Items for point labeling
-- Start --

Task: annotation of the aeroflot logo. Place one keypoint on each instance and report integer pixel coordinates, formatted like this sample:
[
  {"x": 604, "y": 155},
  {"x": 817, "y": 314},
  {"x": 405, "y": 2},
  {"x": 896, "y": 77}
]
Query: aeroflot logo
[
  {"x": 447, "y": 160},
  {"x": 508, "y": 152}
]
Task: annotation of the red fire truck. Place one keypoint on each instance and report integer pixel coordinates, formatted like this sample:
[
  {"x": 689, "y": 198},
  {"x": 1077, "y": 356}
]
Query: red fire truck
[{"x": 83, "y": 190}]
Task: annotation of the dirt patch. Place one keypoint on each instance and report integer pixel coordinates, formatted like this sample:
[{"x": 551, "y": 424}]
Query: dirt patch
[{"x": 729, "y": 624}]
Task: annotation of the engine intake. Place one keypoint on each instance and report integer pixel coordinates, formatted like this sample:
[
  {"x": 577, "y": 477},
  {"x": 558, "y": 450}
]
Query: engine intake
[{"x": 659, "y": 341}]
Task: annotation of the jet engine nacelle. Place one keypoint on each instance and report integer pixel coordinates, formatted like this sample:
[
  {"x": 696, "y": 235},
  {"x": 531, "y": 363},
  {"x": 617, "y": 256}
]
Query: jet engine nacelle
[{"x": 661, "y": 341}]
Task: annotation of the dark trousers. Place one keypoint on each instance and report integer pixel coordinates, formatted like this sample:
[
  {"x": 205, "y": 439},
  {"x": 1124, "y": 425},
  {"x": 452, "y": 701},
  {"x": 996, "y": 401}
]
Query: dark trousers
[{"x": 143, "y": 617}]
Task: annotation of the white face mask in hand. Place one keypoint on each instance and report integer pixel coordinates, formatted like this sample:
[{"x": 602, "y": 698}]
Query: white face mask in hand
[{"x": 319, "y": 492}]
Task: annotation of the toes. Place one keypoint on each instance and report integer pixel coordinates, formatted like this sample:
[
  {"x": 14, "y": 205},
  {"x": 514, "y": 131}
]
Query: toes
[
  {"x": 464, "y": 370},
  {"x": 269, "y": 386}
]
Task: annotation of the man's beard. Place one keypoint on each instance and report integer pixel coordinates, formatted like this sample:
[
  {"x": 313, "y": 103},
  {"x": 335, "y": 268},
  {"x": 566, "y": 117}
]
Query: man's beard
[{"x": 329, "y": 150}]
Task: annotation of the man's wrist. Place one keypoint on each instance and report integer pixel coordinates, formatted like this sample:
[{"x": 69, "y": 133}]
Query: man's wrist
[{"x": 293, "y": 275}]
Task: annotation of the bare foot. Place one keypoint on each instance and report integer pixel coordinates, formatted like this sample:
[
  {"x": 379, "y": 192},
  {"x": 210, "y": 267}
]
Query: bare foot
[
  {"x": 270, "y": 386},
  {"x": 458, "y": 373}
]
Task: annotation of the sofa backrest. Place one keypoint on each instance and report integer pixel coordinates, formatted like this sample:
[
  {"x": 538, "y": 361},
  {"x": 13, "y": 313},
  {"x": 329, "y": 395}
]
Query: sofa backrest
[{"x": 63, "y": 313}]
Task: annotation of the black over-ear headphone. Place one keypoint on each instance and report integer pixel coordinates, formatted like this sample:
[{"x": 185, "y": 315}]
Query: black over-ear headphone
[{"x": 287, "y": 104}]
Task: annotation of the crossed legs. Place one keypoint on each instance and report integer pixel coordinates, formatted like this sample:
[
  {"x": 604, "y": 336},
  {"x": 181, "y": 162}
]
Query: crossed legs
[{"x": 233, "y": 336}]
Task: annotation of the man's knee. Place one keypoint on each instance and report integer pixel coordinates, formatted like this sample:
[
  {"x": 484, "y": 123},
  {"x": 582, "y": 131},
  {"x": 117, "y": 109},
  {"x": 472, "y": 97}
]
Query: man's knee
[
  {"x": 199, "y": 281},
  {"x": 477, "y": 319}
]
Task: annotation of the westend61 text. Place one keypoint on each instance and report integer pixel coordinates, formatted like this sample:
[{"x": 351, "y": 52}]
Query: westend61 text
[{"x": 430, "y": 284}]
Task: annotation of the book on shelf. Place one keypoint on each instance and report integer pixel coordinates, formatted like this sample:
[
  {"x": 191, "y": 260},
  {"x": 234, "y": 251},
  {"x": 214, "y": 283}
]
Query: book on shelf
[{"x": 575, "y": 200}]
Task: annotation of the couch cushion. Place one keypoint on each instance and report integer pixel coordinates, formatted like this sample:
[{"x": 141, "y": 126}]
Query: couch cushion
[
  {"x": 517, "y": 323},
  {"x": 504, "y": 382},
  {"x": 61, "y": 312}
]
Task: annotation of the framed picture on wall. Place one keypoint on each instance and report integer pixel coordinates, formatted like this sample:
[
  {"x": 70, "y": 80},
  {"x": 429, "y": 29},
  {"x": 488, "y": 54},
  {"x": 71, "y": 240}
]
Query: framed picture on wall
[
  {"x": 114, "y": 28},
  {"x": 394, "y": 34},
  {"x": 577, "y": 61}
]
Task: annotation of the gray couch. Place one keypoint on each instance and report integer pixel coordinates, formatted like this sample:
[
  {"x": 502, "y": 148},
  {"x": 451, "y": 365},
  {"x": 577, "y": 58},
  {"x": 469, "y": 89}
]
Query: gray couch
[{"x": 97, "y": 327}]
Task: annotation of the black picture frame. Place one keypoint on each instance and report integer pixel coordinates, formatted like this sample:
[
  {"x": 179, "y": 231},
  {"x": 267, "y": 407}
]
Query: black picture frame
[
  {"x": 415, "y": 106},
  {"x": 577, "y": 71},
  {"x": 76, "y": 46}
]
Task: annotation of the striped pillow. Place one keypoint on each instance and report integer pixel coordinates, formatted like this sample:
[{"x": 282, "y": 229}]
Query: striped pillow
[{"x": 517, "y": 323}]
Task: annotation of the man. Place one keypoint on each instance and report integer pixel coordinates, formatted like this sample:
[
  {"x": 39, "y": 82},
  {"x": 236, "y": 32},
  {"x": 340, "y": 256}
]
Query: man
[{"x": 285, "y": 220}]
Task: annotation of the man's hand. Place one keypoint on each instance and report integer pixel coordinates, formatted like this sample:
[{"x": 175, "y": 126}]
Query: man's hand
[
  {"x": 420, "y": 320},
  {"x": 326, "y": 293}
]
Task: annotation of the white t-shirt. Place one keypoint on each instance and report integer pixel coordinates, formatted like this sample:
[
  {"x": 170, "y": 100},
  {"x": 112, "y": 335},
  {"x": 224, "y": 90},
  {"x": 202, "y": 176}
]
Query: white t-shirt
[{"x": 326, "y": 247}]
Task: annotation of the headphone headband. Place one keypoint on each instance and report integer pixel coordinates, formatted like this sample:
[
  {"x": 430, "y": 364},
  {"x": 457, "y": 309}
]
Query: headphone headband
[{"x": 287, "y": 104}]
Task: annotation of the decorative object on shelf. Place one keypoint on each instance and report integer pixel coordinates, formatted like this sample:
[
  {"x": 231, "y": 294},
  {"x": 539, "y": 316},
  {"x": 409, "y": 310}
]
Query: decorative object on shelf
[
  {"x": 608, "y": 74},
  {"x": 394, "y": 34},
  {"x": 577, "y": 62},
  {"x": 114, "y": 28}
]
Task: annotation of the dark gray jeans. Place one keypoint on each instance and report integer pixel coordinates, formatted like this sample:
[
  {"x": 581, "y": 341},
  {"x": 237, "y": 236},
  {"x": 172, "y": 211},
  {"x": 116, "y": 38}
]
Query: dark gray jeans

-- End --

__Work to be completed__: Convert the lines of the items above into a Markdown table with the columns Number and Item line, placing the row number under Number and each line under Item line, and omit any blank lines.

__Exercise result__:
| Number | Item line |
|---|---|
| 1 | Task: annotation of the aeroflot logo. Place one keypoint on each instance and report integer pixel coordinates, formatted like this sample: |
| 2 | [ |
| 3 |   {"x": 604, "y": 155}, |
| 4 |   {"x": 817, "y": 314}, |
| 5 |   {"x": 405, "y": 2}, |
| 6 |   {"x": 896, "y": 77} |
| 7 | ] |
| 8 | Query: aeroflot logo |
| 9 | [ |
| 10 |   {"x": 447, "y": 160}, |
| 11 |   {"x": 508, "y": 152} |
| 12 | ] |
| 13 | Task: annotation of the red fire truck. Place one keypoint on each instance and report integer pixel coordinates, formatted like this sample: |
| 14 | [ |
| 15 |   {"x": 689, "y": 198}, |
| 16 |   {"x": 1077, "y": 356} |
| 17 | ] |
| 18 | Query: red fire truck |
| 19 | [{"x": 83, "y": 190}] |
| 20 | Task: annotation of the dirt patch. Place one keypoint on each instance and report integer pixel coordinates, formatted like this sample: |
| 21 | [{"x": 551, "y": 424}] |
| 22 | Query: dirt patch |
| 23 | [{"x": 729, "y": 624}] |
| 24 | Task: annotation of the engine intake. Place one keypoint on each instance and report integer pixel coordinates, formatted like this sample: |
| 25 | [ |
| 26 |   {"x": 577, "y": 477}, |
| 27 |   {"x": 558, "y": 450} |
| 28 | ] |
| 29 | Query: engine intake |
| 30 | [{"x": 659, "y": 341}] |
| 31 | Task: annotation of the jet engine nacelle. Place one keypoint on each instance and report integer pixel coordinates, formatted like this sample: |
| 32 | [ |
| 33 |   {"x": 696, "y": 235}, |
| 34 |   {"x": 531, "y": 363}, |
| 35 |   {"x": 617, "y": 256} |
| 36 | ] |
| 37 | Query: jet engine nacelle |
| 38 | [{"x": 661, "y": 341}] |
| 39 | Task: annotation of the dark trousers. Place one keypoint on each instance and report integer pixel coordinates, formatted like this sample: |
| 40 | [ |
| 41 |   {"x": 205, "y": 439}, |
| 42 |   {"x": 1124, "y": 425}, |
| 43 |   {"x": 452, "y": 701}, |
| 44 |   {"x": 996, "y": 401} |
| 45 | ] |
| 46 | Query: dark trousers |
| 47 | [{"x": 143, "y": 617}] |
| 48 | Task: annotation of the white face mask in hand. Place one keypoint on each instance and report integer pixel coordinates, formatted like this sample: |
| 49 | [{"x": 602, "y": 698}] |
| 50 | Query: white face mask in hand |
| 51 | [{"x": 319, "y": 492}] |
| 52 | Task: annotation of the toes. Place one keypoint on each instance and report integer pixel coordinates, formatted like this sample: |
| 53 | [ |
| 54 |   {"x": 14, "y": 205}, |
| 55 |   {"x": 514, "y": 131} |
| 56 | ] |
| 57 | Query: toes |
| 58 | [ |
| 59 |   {"x": 464, "y": 370}, |
| 60 |   {"x": 269, "y": 386} |
| 61 | ] |
| 62 | Task: annotation of the man's beard. Place one keypoint on each instance and report integer pixel coordinates, formatted like this sample: |
| 63 | [ |
| 64 |   {"x": 313, "y": 103}, |
| 65 |   {"x": 335, "y": 268}, |
| 66 |   {"x": 566, "y": 117} |
| 67 | ] |
| 68 | Query: man's beard |
| 69 | [{"x": 329, "y": 150}] |
| 70 | Task: annotation of the man's wrist. Place one keypoint on each instance and report integer pixel coordinates, formatted like this sample: |
| 71 | [{"x": 69, "y": 133}] |
| 72 | Query: man's wrist |
| 73 | [{"x": 293, "y": 275}] |
| 74 | Task: annotation of the bare foot. Place one keypoint on each instance and report integer pixel coordinates, formatted like this sample: |
| 75 | [ |
| 76 |   {"x": 379, "y": 192}, |
| 77 |   {"x": 210, "y": 267} |
| 78 | ] |
| 79 | Query: bare foot |
| 80 | [ |
| 81 |   {"x": 270, "y": 386}, |
| 82 |   {"x": 458, "y": 373} |
| 83 | ] |
| 84 | Task: annotation of the sofa backrest. Place one keypoint on each instance and report integer pixel coordinates, formatted like this sample: |
| 85 | [ |
| 86 |   {"x": 538, "y": 361}, |
| 87 |   {"x": 13, "y": 313}, |
| 88 |   {"x": 329, "y": 395} |
| 89 | ] |
| 90 | Query: sofa backrest |
| 91 | [{"x": 63, "y": 313}] |
| 92 | Task: annotation of the black over-ear headphone. Place one keypoint on each instance and report integer pixel coordinates, formatted like this sample: |
| 93 | [{"x": 185, "y": 315}] |
| 94 | Query: black over-ear headphone |
| 95 | [{"x": 287, "y": 104}] |
| 96 | Task: annotation of the crossed legs. Place one keypoint on each instance and report integer pixel coordinates, formatted like this sample: |
| 97 | [ |
| 98 |   {"x": 604, "y": 336}, |
| 99 |   {"x": 181, "y": 162} |
| 100 | ] |
| 101 | Query: crossed legs |
| 102 | [{"x": 233, "y": 336}] |
| 103 | Task: annotation of the man's knee. Place one keypoint on each instance and report integer pixel coordinates, formatted like this sample: |
| 104 | [ |
| 105 |   {"x": 484, "y": 123}, |
| 106 |   {"x": 582, "y": 131}, |
| 107 |   {"x": 117, "y": 109}, |
| 108 |   {"x": 472, "y": 97} |
| 109 | ] |
| 110 | Query: man's knee |
| 111 | [ |
| 112 |   {"x": 199, "y": 281}, |
| 113 |   {"x": 477, "y": 319} |
| 114 | ] |
| 115 | Task: annotation of the westend61 text. Place one keypoint on each instance and report integer pixel coordinates, formatted like this sample: |
| 116 | [{"x": 351, "y": 52}] |
| 117 | Query: westend61 text |
| 118 | [{"x": 430, "y": 284}] |
| 119 | Task: annotation of the book on shelf. Place one keypoint on each instance and report integer pixel coordinates, formatted like this sample: |
| 120 | [ |
| 121 |   {"x": 191, "y": 260}, |
| 122 |   {"x": 234, "y": 251}, |
| 123 |   {"x": 214, "y": 283} |
| 124 | ] |
| 125 | Query: book on shelf |
| 126 | [{"x": 575, "y": 200}] |
| 127 | Task: annotation of the couch cushion. Place one keypoint on each instance and report integer pixel coordinates, formatted like this sample: |
| 128 | [{"x": 141, "y": 126}] |
| 129 | Query: couch cushion |
| 130 | [ |
| 131 |   {"x": 517, "y": 323}, |
| 132 |   {"x": 504, "y": 382}, |
| 133 |   {"x": 61, "y": 312} |
| 134 | ] |
| 135 | Task: annotation of the framed picture on wall. Place one keypoint on each instance and report integer pixel coordinates, formatted like this sample: |
| 136 | [ |
| 137 |   {"x": 70, "y": 80}, |
| 138 |   {"x": 429, "y": 29}, |
| 139 |   {"x": 488, "y": 54}, |
| 140 |   {"x": 71, "y": 240} |
| 141 | ] |
| 142 | Query: framed picture on wall |
| 143 | [ |
| 144 |   {"x": 114, "y": 28}, |
| 145 |   {"x": 394, "y": 34}, |
| 146 |   {"x": 577, "y": 61} |
| 147 | ] |
| 148 | Task: annotation of the gray couch. Place one keypoint on each instance and report integer pixel coordinates, formatted like this sample: |
| 149 | [ |
| 150 |   {"x": 502, "y": 148}, |
| 151 |   {"x": 451, "y": 365}, |
| 152 |   {"x": 577, "y": 58}, |
| 153 |   {"x": 469, "y": 89} |
| 154 | ] |
| 155 | Query: gray couch |
| 156 | [{"x": 97, "y": 327}] |
| 157 | Task: annotation of the black picture frame. Place one keypoint on each instance and report integer pixel coordinates, formatted like this sample: |
| 158 | [ |
| 159 |   {"x": 179, "y": 231}, |
| 160 |   {"x": 267, "y": 407} |
| 161 | ] |
| 162 | Query: black picture frame |
| 163 | [ |
| 164 |   {"x": 415, "y": 106}, |
| 165 |   {"x": 577, "y": 71}, |
| 166 |   {"x": 76, "y": 46} |
| 167 | ] |
| 168 | Task: annotation of the striped pillow. Place one keypoint on each instance and report integer pixel coordinates, formatted like this sample: |
| 169 | [{"x": 282, "y": 229}] |
| 170 | Query: striped pillow |
| 171 | [{"x": 517, "y": 323}] |
| 172 | Task: annotation of the man. Place one keypoint on each instance and report integer pixel coordinates, formatted like this sample: |
| 173 | [ |
| 174 |   {"x": 39, "y": 82}, |
| 175 |   {"x": 236, "y": 32}, |
| 176 |   {"x": 340, "y": 256} |
| 177 | ] |
| 178 | Query: man |
| 179 | [{"x": 285, "y": 220}] |
| 180 | Task: annotation of the man's hand. Place one keypoint on each instance and report integer pixel coordinates, formatted like this sample: |
| 181 | [{"x": 175, "y": 126}] |
| 182 | Query: man's hand |
| 183 | [ |
| 184 |   {"x": 420, "y": 320}, |
| 185 |   {"x": 326, "y": 293} |
| 186 | ] |
| 187 | Task: annotation of the white t-shirt. Place one keypoint on each instance and report integer pixel coordinates, formatted like this sample: |
| 188 | [ |
| 189 |   {"x": 170, "y": 100}, |
| 190 |   {"x": 112, "y": 335}, |
| 191 |   {"x": 224, "y": 90}, |
| 192 |   {"x": 202, "y": 176} |
| 193 | ] |
| 194 | Query: white t-shirt |
| 195 | [{"x": 326, "y": 247}] |
| 196 | Task: annotation of the headphone headband. Place one keypoint on each instance and report integer pixel coordinates, formatted like this sample: |
| 197 | [ |
| 198 |   {"x": 430, "y": 364}, |
| 199 |   {"x": 457, "y": 309} |
| 200 | ] |
| 201 | Query: headphone headband |
| 202 | [{"x": 287, "y": 104}] |
| 203 | Task: annotation of the decorative object on shelf. Place one keypoint on each instance and report integer pixel coordinates, formatted like this sample: |
| 204 | [ |
| 205 |   {"x": 231, "y": 294}, |
| 206 |   {"x": 539, "y": 316}, |
| 207 |   {"x": 409, "y": 310} |
| 208 | ] |
| 209 | Query: decorative object on shelf |
| 210 | [ |
| 211 |   {"x": 608, "y": 74}, |
| 212 |   {"x": 394, "y": 34}, |
| 213 |   {"x": 577, "y": 62}, |
| 214 |   {"x": 114, "y": 28} |
| 215 | ] |
| 216 | Task: annotation of the dark gray jeans. Place one keypoint on each instance and report integer pixel coordinates, formatted like this sample: |
| 217 | [ |
| 218 |   {"x": 581, "y": 341}, |
| 219 |   {"x": 237, "y": 236}, |
| 220 |   {"x": 172, "y": 211}, |
| 221 |   {"x": 116, "y": 38} |
| 222 | ] |
| 223 | Query: dark gray jeans |